#### Aufgaben:
#1 Übersetze diesen Satz aus dem Text über die Linden in Suderwich ins Englische: „Die SPD-Frau war es aber auch, die nach eigenen Angaben aus der Verwaltung gehört hatte, dass die städtische Wohnungsgesellschaft ihre Baupläne am Becklemer Weg wegen zu hoher Kosten begraben hatte.“
#2 Beantworte anhand des Textes über die Linden in Suderwich:
(a) Welche Funktion hat Elke Kant?
(b) Wofür hat die Schoofs-Gruppe neben viel Mühe auch Geld investiert?
(c) Wann ist ein Bebauungsplan nach den Worten von Benno Portmann gültig?
#3 Setze den Text über die Linden in Suderwich nach seinem letzten Satz fort.

#### Vorliegender Text:
——————————

Endgültige Rettung der Bäume ist noch entfernt
Sicher ist: Von einer endgültigen Rettung sind die Linden an der Allee zum ehemaligen Bahnhof noch ein gutes Stück entfernt, aber es gibt einen Plan, der im Idealfall alle zufriedenstellen könnte. Auch die, die die Nahversorgung an diesem Standort dann eben doch für wichtig halten. So wie die Suderwicher SPD-Chefin Elke Kant, die einmal mehr betonte, dass „wir es gerade den älteren Mitbürgern auf der Suderwicher Heide schuldig sind, ihnen eine Möglichkeit zur Erledigung der alltäglichen Einkäufe zu schaffen“.
Die SPD-Frau war es aber auch, die nach eigenen Angaben aus der Verwaltung gehört hatte, dass die städtische Wohnungsgesellschaft ihre Baupläne am Becklemer Weg wegen zu hoher Kosten begraben hatte. Das erfreut nicht nur die die, die dort wegen der vermeintlichen Bodenbelastung die Wohnbebauung verhindern wollten, es bietet auch neue Chancen. Zum Beispiel die, den neuen Netto-Markt an der Stelle des alten zu errichten.
Allerdings wird der Projektentwickler, der die ganze Sache im Auftrag von Netto ins Rollen gebracht hat, von der neuen Sachlage möglicherweise nicht begeistert sei. Es handelt sich dabei um die in dieser Hinsicht sehr erfahrene Schoofs-Gruppe, die bislang nicht nur viel Mühe, sondern auch Geld für diverse Gutachten und Ähnliches investiert hat. Außerdem ist entscheidend, ob die Schoofs-Gruppe noch vom Kaufvertrag mit dem Bundeseisenbahnvermögen, der das Grundstück am einstigen Suderwicher Bahnhof bislang gehörte, zurücktreten kann.
Benno Portmann geht davon aus, dass das möglich ist, „denn auch die Leute bei der Schoofs-Gruppe sind erfahren genug, um zu wissen, dass ein Bebauungsplan dann gültig ist, wenn er beschlossen wurde.“ Man sei zwar recht weit im Verfahren, aber eben noch nicht am Ziel.

——————————

#### Extrahierte Daten:
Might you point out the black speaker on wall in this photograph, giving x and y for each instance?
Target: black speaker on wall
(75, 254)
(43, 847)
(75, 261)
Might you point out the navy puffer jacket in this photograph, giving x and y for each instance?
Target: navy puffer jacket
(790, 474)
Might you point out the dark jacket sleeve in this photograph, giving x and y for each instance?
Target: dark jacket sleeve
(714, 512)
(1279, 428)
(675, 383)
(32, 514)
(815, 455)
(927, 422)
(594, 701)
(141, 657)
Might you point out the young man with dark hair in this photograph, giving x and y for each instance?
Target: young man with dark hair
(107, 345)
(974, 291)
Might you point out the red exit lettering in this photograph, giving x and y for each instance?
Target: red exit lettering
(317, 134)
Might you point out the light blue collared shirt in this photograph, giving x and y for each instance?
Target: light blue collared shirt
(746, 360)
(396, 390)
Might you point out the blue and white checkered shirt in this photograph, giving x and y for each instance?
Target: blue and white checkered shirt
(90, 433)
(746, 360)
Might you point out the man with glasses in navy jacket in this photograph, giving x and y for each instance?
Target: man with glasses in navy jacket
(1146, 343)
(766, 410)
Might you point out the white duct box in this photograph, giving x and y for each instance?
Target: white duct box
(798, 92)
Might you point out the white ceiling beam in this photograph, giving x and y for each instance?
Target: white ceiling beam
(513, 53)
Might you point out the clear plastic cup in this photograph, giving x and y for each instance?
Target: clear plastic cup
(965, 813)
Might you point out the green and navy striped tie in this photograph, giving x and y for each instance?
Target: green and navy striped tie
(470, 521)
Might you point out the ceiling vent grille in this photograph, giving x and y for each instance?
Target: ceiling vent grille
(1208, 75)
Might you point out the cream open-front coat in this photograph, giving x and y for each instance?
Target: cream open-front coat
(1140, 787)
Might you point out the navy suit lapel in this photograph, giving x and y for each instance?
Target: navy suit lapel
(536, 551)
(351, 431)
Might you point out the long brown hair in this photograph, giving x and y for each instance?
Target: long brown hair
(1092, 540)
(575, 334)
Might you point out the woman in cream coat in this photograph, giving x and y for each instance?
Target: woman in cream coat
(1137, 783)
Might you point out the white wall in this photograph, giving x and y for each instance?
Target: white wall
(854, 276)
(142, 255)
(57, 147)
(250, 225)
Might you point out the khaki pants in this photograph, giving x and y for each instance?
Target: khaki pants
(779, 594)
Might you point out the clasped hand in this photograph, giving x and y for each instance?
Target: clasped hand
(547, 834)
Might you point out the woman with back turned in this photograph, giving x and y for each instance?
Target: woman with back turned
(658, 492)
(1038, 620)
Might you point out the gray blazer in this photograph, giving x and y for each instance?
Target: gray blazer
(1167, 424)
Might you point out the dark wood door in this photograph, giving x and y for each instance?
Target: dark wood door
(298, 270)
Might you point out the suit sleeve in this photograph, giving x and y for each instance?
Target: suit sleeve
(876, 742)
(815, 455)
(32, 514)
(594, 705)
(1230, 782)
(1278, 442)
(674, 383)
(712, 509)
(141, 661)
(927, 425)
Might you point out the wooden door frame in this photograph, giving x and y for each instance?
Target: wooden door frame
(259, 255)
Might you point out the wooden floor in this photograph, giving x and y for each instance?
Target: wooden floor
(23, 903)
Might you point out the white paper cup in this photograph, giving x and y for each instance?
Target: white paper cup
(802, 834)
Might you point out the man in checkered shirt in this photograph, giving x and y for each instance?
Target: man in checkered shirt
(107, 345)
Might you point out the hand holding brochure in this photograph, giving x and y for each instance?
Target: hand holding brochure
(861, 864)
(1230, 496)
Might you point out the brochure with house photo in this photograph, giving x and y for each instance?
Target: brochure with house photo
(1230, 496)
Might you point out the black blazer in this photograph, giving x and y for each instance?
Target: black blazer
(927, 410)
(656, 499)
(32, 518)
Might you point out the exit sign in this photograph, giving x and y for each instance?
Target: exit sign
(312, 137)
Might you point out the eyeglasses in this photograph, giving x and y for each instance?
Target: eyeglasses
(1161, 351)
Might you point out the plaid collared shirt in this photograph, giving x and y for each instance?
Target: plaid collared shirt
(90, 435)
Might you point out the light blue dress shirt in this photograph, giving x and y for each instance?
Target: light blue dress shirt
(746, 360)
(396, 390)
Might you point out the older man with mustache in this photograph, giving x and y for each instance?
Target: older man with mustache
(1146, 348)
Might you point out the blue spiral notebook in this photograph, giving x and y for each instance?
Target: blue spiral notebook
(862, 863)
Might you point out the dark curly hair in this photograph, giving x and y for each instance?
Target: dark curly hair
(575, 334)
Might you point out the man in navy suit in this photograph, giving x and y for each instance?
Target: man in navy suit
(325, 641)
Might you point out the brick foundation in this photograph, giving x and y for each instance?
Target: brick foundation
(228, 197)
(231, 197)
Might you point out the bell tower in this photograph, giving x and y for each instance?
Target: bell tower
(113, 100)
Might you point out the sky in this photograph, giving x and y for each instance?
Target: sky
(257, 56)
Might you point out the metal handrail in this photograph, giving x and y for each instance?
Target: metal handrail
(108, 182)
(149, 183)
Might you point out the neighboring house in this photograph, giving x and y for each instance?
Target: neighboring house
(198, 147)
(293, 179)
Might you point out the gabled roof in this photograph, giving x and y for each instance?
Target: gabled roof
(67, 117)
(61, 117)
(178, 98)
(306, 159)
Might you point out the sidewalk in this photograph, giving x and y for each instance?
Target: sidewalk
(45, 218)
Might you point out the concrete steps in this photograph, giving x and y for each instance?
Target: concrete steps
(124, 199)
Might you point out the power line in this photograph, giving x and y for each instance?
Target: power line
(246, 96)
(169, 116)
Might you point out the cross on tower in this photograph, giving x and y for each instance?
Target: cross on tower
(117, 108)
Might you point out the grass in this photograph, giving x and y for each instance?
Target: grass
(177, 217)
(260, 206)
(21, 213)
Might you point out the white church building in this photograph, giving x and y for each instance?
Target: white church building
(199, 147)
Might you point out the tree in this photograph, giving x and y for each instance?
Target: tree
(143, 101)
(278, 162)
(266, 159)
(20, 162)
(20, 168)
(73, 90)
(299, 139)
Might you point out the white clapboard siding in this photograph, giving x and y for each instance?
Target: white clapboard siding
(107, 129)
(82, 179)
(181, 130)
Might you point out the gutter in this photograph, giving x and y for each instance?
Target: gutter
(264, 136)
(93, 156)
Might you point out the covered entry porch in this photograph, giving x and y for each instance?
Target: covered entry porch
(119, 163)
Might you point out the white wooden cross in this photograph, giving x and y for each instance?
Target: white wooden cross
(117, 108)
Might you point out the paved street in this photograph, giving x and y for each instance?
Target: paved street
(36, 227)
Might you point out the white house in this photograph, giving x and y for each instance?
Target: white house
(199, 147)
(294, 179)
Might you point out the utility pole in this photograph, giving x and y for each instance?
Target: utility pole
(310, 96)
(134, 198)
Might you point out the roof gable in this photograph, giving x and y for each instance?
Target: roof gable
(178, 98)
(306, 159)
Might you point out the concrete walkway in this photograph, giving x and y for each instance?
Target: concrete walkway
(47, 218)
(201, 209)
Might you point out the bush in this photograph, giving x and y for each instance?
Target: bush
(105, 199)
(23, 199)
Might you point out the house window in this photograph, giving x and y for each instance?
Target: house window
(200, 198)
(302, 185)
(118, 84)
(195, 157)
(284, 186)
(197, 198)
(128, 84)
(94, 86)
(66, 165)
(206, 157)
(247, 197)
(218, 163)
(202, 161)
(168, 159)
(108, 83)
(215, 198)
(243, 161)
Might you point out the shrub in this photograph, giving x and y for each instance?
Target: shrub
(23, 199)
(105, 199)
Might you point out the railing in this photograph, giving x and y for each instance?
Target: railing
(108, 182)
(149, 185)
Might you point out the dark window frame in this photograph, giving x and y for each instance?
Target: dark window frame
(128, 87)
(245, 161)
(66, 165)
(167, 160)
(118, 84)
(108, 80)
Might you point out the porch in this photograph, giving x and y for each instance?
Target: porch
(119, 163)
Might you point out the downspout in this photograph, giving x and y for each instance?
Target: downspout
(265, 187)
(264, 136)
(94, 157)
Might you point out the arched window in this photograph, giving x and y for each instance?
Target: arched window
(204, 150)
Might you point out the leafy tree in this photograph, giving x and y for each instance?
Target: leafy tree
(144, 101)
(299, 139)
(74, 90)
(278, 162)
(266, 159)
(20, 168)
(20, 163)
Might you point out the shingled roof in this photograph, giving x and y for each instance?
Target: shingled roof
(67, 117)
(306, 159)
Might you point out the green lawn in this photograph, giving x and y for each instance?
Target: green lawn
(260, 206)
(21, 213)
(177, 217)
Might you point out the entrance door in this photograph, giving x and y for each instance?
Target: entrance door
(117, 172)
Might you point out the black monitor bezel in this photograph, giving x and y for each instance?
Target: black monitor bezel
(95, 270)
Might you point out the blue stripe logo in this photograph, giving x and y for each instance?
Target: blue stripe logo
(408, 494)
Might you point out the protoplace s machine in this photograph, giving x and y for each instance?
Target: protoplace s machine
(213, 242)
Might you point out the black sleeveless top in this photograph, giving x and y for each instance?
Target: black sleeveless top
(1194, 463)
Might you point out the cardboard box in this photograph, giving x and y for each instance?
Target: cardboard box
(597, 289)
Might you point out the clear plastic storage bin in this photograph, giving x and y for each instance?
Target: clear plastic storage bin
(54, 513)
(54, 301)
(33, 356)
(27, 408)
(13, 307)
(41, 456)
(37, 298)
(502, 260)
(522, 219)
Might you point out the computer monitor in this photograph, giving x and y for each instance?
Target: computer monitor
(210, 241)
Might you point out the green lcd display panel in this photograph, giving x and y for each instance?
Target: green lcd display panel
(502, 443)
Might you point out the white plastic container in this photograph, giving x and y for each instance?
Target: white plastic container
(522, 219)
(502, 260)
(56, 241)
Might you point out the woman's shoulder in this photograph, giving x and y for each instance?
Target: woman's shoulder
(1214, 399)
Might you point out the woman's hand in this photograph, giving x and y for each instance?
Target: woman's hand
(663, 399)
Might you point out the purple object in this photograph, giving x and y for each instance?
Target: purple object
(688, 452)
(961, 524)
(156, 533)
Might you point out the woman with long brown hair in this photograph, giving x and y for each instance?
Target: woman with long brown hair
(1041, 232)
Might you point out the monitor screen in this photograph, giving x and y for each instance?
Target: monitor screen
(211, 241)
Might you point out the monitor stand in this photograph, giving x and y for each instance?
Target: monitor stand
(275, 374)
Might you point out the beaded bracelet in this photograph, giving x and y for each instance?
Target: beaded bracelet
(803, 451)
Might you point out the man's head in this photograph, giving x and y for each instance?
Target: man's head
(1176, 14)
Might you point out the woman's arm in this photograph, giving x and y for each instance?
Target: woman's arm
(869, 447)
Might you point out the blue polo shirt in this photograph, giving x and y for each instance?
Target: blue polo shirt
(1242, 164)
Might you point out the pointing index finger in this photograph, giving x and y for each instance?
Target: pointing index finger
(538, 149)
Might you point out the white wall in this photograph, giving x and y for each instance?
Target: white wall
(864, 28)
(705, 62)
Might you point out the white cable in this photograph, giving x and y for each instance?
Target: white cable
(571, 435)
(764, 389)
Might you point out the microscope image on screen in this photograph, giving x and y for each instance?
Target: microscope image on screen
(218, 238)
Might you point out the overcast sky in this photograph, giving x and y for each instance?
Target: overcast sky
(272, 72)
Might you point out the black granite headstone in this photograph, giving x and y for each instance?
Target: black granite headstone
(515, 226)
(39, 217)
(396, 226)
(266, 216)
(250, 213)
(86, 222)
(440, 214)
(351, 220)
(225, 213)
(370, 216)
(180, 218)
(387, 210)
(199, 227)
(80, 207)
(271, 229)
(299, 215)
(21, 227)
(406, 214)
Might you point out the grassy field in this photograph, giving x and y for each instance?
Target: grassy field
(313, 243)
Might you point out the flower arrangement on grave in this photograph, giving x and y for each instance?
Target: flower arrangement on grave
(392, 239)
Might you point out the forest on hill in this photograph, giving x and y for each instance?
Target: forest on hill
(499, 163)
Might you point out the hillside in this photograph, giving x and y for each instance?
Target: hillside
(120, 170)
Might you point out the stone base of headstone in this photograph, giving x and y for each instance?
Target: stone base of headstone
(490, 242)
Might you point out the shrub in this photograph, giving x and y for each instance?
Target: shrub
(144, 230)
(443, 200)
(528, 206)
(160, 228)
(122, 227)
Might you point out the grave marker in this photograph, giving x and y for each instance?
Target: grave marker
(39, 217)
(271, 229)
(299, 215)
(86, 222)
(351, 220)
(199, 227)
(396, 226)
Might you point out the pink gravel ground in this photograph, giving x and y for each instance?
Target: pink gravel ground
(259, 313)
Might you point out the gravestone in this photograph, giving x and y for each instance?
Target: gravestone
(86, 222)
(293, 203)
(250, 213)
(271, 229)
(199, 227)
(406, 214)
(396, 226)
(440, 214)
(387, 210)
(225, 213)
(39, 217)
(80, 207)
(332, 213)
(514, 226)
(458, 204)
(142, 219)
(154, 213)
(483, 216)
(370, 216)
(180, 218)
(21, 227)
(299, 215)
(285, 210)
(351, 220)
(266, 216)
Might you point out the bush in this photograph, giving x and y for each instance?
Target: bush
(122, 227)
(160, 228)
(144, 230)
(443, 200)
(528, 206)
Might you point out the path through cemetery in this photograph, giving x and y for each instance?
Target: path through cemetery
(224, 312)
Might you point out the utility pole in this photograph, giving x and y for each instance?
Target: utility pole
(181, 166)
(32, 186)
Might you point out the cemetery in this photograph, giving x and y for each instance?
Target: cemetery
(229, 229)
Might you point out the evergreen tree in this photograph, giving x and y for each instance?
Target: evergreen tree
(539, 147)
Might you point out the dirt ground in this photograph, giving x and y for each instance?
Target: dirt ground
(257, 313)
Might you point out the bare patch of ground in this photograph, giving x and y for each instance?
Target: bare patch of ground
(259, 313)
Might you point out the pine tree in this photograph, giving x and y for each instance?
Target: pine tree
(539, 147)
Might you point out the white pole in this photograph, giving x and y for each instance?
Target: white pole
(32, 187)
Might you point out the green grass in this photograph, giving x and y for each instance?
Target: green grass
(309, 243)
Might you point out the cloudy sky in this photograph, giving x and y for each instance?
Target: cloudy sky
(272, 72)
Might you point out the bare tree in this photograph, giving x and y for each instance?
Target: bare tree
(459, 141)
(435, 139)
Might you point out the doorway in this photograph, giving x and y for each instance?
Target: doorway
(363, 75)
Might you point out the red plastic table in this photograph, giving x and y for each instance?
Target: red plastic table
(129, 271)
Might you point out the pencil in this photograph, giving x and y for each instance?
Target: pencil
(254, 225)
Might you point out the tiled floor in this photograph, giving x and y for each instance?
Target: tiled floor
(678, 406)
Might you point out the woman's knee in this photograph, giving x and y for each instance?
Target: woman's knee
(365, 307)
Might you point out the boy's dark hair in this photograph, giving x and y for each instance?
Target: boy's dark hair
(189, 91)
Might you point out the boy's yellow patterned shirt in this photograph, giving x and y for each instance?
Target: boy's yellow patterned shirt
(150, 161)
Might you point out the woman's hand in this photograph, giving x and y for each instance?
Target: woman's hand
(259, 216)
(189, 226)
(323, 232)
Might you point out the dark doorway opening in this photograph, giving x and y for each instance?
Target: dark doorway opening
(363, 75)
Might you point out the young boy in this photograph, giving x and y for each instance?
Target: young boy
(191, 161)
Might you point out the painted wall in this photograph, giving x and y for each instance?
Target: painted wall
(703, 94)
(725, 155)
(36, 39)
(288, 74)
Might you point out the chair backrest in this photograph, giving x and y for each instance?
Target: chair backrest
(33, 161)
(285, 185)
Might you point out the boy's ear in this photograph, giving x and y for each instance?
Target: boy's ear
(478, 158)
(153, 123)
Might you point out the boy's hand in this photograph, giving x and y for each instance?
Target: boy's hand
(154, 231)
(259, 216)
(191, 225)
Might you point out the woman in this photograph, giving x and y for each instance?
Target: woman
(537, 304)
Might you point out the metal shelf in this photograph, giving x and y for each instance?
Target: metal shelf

——————————

#### Ergebnisse:
#1 But it was also the SPD woman who, by her own account, had heard from the administration that the municipal housing company had abandoned its building plans on Becklemer Weg because of excessive costs.

#2
(a) Sie ist die Suderwicher SPD-Chefin.
(b) Für diverse Gutachten und Ähnliches.
(c) Wenn er beschlossen wurde.

#3
Schoofs-Gruppe hat sich noch nicht geäußert
Die Stadt hat bereits Kontakt mit der Schoofs-Gruppe aufgenommen, allerdings bislang ohne Erfolg. Das deckt sich mit unseren Erfahrungen: Alle mit dem Verfahren vertrauten Verantwortlichen seien aktuell im Urlaub, sagte man uns in der Zentrale in Kevelaer.
Dann muss auch noch Stefan Benner, dem das Grundstück gehört, auf dem aktuell der alte Netto-Markt steht, mitspielen wollen. Zu diesem hat Bürgermeister Christoph Tesche allerdings schon Kontakt aufgenommen, und dem Vernehmen nach ist er dort auf offene Ohren getroffen. Auf jeden Fall werde man zeitnah ins Gespräch kommen, heißt es. Vielleicht kann man sogar zwei Fliegen mit einer Klappe schlagen – und Nahversorgung und Wohnen zusammen realisieren, meint der Bürgermeister, dem in letzter Zeit die Sorgen etlicher älterer Suderwicher zu Ohren gekommen seien, die keine neue Wohnung finden würden.
Für Holger Freitag ist es ohnehin ein Muss, die gesamte Ecke zwischen Becklemer Weg und Sachsenstraße zu überplanen: „Vielleicht kann man am Standort des einstigen Bahnhofs auch Kleingewerbe ansiedeln.“ Dann hätte die zu erhaltende Allee als Zufahrt auch einen praktischen Nutzen.
Gleichwohl ist die ganze Angelegenheit derzeit noch eine Gleichung mit mindestens zwei Unbekannten. Und das bedeutet: Das Ende ist offen.